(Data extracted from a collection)
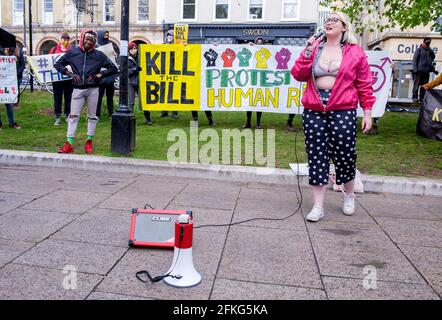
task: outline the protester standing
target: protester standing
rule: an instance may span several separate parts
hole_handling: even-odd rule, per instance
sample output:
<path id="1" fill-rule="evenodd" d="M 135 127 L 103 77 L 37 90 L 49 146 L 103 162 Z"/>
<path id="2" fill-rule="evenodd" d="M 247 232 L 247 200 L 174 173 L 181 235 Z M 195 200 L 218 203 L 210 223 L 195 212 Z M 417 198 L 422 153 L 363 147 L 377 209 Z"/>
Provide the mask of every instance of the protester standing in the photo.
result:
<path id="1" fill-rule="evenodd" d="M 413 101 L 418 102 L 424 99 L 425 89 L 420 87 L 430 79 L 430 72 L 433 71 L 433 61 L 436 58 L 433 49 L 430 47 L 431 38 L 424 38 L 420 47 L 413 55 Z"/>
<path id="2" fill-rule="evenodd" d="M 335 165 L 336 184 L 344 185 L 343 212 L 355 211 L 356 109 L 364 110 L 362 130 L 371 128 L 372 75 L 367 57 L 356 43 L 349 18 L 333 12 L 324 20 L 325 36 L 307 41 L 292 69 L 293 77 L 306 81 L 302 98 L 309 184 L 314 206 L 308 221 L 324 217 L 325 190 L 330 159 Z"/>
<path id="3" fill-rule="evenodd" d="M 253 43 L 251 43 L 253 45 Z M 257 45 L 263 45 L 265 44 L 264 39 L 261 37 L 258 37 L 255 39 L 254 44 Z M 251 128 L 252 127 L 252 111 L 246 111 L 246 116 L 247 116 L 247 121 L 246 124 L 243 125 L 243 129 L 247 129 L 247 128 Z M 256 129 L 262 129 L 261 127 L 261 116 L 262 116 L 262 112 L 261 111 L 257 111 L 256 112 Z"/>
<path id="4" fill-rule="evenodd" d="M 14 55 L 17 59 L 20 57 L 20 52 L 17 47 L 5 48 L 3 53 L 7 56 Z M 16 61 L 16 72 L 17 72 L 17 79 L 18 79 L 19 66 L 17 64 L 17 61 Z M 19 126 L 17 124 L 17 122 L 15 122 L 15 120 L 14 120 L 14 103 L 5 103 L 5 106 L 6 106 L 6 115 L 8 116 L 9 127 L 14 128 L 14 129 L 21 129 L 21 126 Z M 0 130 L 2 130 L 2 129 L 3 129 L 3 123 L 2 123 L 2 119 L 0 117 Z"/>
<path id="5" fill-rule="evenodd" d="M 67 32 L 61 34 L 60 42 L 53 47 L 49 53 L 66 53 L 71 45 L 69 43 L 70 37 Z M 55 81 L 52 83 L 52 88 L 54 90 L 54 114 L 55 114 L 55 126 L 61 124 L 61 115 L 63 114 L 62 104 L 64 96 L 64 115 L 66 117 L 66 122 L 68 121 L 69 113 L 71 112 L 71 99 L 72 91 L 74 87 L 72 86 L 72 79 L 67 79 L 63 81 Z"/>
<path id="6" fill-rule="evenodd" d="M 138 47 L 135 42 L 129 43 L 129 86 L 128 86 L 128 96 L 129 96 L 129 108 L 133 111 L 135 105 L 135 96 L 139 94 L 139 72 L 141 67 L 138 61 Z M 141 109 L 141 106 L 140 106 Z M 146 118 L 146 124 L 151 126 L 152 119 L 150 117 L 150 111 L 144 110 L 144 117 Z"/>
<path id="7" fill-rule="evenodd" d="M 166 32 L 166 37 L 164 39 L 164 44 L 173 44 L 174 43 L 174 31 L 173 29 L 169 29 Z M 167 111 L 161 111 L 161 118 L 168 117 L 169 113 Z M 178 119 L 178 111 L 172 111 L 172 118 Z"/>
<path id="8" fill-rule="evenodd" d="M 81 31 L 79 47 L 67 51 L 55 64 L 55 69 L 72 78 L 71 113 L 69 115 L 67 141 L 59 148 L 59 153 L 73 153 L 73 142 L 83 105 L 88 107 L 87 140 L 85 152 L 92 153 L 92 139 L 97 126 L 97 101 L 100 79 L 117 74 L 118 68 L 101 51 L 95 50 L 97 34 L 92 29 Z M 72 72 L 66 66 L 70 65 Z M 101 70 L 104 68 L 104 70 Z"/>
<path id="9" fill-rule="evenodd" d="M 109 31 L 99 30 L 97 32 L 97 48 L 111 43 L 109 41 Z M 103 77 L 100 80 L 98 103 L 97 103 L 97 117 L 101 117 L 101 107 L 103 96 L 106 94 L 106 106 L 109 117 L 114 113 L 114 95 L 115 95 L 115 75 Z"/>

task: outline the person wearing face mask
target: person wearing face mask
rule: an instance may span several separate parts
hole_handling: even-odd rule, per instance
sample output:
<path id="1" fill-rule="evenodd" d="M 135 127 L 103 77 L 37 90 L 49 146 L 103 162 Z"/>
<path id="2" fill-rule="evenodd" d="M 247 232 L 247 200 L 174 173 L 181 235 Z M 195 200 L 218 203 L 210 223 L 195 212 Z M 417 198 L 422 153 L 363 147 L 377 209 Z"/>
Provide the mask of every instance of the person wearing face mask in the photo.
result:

DIRECTIONS FOR THIS TASK:
Restate every line of the data above word for word, with the images removed.

ANSWER:
task: outline the protester standing
target: protester standing
rule: an instance may span several separate parts
hole_handling: even-odd rule, per instance
sample output:
<path id="1" fill-rule="evenodd" d="M 135 127 L 103 77 L 37 90 L 49 146 L 103 162 Z"/>
<path id="2" fill-rule="evenodd" d="M 247 232 L 247 200 L 174 173 L 181 235 Z M 195 200 L 218 203 L 210 223 L 195 212 Z M 417 198 L 422 153 L 363 147 L 377 209 Z"/>
Provide the mask of every instance of the protester standing in the photo.
result:
<path id="1" fill-rule="evenodd" d="M 413 101 L 418 102 L 424 99 L 425 89 L 420 87 L 430 79 L 430 72 L 433 71 L 433 61 L 436 58 L 433 49 L 430 47 L 431 38 L 424 38 L 420 47 L 413 55 Z"/>
<path id="2" fill-rule="evenodd" d="M 335 165 L 336 184 L 344 185 L 343 212 L 355 211 L 356 109 L 364 110 L 362 130 L 371 128 L 372 75 L 367 57 L 356 43 L 349 18 L 333 12 L 324 20 L 325 36 L 307 41 L 292 69 L 293 77 L 306 81 L 302 98 L 309 184 L 314 206 L 308 221 L 324 217 L 325 190 L 330 159 Z"/>
<path id="3" fill-rule="evenodd" d="M 253 43 L 251 43 L 253 45 Z M 257 45 L 263 45 L 265 44 L 264 39 L 261 37 L 258 37 L 255 39 L 254 44 Z M 251 128 L 252 127 L 252 111 L 246 111 L 246 116 L 247 116 L 247 121 L 246 124 L 243 125 L 243 129 L 247 129 L 247 128 Z M 256 129 L 262 129 L 261 127 L 261 116 L 262 116 L 262 112 L 261 111 L 257 111 L 256 112 Z"/>
<path id="4" fill-rule="evenodd" d="M 14 55 L 17 59 L 20 57 L 20 52 L 17 47 L 5 48 L 3 53 L 7 56 Z M 16 61 L 16 72 L 17 72 L 17 79 L 18 79 L 19 66 L 17 64 L 17 61 Z M 19 126 L 17 124 L 17 122 L 15 122 L 15 120 L 14 120 L 14 103 L 5 103 L 5 106 L 6 106 L 6 115 L 8 116 L 9 127 L 14 128 L 14 129 L 21 129 L 21 126 Z M 0 130 L 2 130 L 2 129 L 3 129 L 3 123 L 2 123 L 2 119 L 0 117 Z"/>
<path id="5" fill-rule="evenodd" d="M 67 32 L 61 34 L 60 42 L 53 47 L 49 53 L 66 53 L 71 45 L 69 43 L 70 37 Z M 55 81 L 52 83 L 52 88 L 54 90 L 54 114 L 55 114 L 55 126 L 61 124 L 61 115 L 63 114 L 62 104 L 64 96 L 64 115 L 66 117 L 66 122 L 68 121 L 69 113 L 71 112 L 71 99 L 72 91 L 74 87 L 72 86 L 72 79 L 67 79 L 63 81 Z"/>
<path id="6" fill-rule="evenodd" d="M 138 47 L 135 42 L 129 43 L 129 86 L 128 86 L 128 96 L 129 96 L 129 108 L 133 111 L 135 105 L 135 96 L 139 94 L 139 72 L 141 67 L 138 61 Z M 141 109 L 141 106 L 140 106 Z M 146 118 L 146 124 L 151 126 L 152 119 L 150 117 L 150 111 L 144 110 L 144 117 Z"/>
<path id="7" fill-rule="evenodd" d="M 166 32 L 166 37 L 164 39 L 164 44 L 173 44 L 174 43 L 174 31 L 173 29 L 169 29 Z M 167 111 L 161 111 L 161 118 L 168 117 L 169 113 Z M 178 119 L 178 111 L 172 111 L 172 118 Z"/>
<path id="8" fill-rule="evenodd" d="M 81 31 L 79 47 L 67 51 L 55 64 L 55 69 L 72 78 L 71 113 L 69 115 L 67 141 L 59 148 L 59 153 L 73 153 L 73 142 L 83 105 L 88 107 L 87 140 L 85 152 L 92 153 L 92 139 L 97 126 L 97 101 L 100 79 L 117 74 L 118 68 L 101 51 L 95 50 L 97 34 L 92 29 Z M 72 72 L 66 66 L 70 65 Z M 101 70 L 104 68 L 104 70 Z"/>
<path id="9" fill-rule="evenodd" d="M 109 31 L 99 30 L 97 32 L 97 48 L 111 43 L 109 41 Z M 103 77 L 100 80 L 98 103 L 97 103 L 97 117 L 101 117 L 101 107 L 103 96 L 106 94 L 106 106 L 109 117 L 114 113 L 114 95 L 115 95 L 115 75 Z"/>

task: outline the person wearing face mask
target: person wearing face mask
rule: an instance may span several separate parts
hole_handling: even-odd rule, per instance
sample output:
<path id="1" fill-rule="evenodd" d="M 135 127 L 103 77 L 37 90 L 49 146 L 103 162 Z"/>
<path id="2" fill-rule="evenodd" d="M 247 232 L 247 200 L 174 173 L 181 235 Z M 195 200 L 218 203 L 210 223 L 195 212 Z M 417 198 L 422 153 L 363 147 L 377 209 Z"/>
Provide the mask of every instance of the person wearing face mask in the photo.
result:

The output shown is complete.